(PROBLEMS TO WORK ON)
1 > Answer these questions from the review of "The Horns of Nimon":
(a) Which planet's name stands for Athens?
(b) What color are the jump suits the tributes wear?
(c) Which story is given as an example of the Doctor unequivocally failing?
2 > Please find every line in the records that contains the word "jacket" and copy each one.

Oh, well, people often don’t know what you’re talking about.
Anthony Read began his tenure on Doctor Who as script editor for “Underworld,” a dismal retelling of the myth of Jason and the Argonauts and possibly the worst story of the Fourth Doctor’s entire run. Fitting, then, that he would make his last contribution to the series by writing another mythological story, “The Horns of Nimon” (Story Production Code 5L), that shows just how well legendary fables can be repurposed into futuristic tales. The trick, it turns out, is to be blatantly obvious about the borrowing, letting the audience in on the secret from the beginning.
Read signposts his recounting of Theseus and the Minotaur by simply scrambling letters in proper names, opening proceedings in this four episode story on a decrepit spaceship bound for Skonnos (cf. Knossos, primary city of the ancient Minoan culture on Crete), bearing human sacrifices from the defeated planet Aneth (cf. Athens). The tributes are to be handed over to the Nimon, who, yes, just happens to be a horned creature, half-bull and half-human, better known as the Minotaur. To be fair, Read builds the layers up slowly, so that the audience feels clever at recognizing the allusions and noticing the parallels before they become so explicit as to be painfully obvious.
The Doctor, meanwhile, has disassembled the TARDIS control console, preventing the blue box from dematerializing or putting up defense shields, helping set up a chance collision with the Skonnon spaceship. Both craft are caught in the pull of a nascent black hole, and they come close enough that the Doctor is able to create a passage between them. There they discover the tributes from Aneth, seven young people in golden yellow jump suits, one auspiciously named Seth (Simon Gipps-Kent). (In the original telling, Athens regularly provided Minos with seven boys and seven girls to be sacrificed to the Minotaur, and the hero Theseus—Seth—took the place of one of the youths in order to defeat the monster. Having fourteen tributes here might have taxed the guest cast budget.)
Doctor Who seldom deviates from the pattern where the Doctor prevails at the end; one needs to go back as far as the Third Doctor’s inaugural season, with “Doctor Who and the Silurians,” for an example of the Doctor unequivocally failing, though “Horror of Fang Rock” comes close. The journey, the telling, then, becomes more important than the outcome, so the fact that we know Seth will “slay” the Nimon in keeping with the underlying myth adds to, rather than detracts from, the narrative experience. It’s not a spoiler if you already know it’s supposed to happen.

(DATA TO USE)
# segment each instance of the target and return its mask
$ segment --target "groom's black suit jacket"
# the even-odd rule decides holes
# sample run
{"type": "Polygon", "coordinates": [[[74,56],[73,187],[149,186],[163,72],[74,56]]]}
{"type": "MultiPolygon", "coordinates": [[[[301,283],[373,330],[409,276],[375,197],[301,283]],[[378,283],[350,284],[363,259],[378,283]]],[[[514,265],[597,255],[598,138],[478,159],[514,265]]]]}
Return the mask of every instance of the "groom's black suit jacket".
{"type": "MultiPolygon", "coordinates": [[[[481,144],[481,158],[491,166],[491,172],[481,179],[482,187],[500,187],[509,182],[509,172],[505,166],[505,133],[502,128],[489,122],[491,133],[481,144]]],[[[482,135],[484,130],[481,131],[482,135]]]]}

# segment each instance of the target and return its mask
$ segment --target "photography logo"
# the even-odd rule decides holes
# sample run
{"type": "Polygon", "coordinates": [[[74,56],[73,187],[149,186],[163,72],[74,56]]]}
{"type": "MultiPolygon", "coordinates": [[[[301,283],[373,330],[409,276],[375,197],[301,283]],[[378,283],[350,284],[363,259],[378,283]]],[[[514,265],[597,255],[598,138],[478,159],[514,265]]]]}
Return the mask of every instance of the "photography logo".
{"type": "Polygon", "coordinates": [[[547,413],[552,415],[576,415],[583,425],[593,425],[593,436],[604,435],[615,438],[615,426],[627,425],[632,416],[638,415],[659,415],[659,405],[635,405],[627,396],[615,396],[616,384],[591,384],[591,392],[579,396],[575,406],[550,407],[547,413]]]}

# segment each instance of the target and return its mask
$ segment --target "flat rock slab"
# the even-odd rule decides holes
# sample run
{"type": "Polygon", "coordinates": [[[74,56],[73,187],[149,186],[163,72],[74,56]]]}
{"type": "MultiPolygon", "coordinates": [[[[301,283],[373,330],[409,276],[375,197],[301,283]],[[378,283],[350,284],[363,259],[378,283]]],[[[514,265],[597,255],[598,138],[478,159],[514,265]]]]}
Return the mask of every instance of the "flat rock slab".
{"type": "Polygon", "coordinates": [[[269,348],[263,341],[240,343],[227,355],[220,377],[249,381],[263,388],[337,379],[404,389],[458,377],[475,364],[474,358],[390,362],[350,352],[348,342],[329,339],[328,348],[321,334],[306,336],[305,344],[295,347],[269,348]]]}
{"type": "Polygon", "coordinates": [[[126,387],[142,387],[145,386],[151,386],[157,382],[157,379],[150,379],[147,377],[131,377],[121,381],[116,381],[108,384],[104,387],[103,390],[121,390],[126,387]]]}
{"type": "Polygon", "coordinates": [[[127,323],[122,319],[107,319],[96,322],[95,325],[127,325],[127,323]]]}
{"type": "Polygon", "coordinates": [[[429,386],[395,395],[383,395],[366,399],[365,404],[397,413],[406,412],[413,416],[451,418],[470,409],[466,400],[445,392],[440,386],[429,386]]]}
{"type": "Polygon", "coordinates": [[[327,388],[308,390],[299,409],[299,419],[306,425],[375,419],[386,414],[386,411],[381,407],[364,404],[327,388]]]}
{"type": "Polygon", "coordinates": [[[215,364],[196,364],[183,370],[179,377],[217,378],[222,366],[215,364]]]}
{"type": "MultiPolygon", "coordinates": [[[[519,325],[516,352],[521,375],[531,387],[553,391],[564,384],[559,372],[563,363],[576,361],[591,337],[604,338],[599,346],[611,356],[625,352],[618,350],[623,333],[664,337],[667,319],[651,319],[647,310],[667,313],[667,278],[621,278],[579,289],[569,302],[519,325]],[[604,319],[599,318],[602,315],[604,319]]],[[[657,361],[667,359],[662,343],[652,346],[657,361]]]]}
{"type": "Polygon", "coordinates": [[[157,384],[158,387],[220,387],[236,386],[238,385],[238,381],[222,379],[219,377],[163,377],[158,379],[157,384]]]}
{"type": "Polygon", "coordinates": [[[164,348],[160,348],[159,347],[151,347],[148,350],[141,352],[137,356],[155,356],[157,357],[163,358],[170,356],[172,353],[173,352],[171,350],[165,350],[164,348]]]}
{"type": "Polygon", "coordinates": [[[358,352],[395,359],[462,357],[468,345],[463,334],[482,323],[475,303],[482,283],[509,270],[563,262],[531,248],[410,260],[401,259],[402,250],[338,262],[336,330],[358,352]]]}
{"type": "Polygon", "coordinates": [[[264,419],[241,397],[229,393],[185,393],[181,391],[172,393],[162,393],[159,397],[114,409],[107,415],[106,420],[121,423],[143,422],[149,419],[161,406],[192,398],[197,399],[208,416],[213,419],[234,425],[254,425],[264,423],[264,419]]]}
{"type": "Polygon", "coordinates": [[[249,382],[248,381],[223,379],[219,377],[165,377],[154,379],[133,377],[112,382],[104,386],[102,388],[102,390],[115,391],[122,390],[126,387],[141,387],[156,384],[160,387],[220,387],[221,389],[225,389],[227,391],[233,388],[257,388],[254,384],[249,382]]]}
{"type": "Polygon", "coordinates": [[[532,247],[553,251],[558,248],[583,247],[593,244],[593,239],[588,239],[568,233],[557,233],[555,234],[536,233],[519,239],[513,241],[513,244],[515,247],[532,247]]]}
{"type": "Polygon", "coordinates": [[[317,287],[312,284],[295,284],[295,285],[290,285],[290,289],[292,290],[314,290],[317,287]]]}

(THE RESULTS)
1 >
(a) Aneth
(b) Golden yellow
(c) "Doctor Who and the Silurians"

2 >
$ segment --target "groom's black suit jacket"
Return the mask of every instance of the "groom's black suit jacket".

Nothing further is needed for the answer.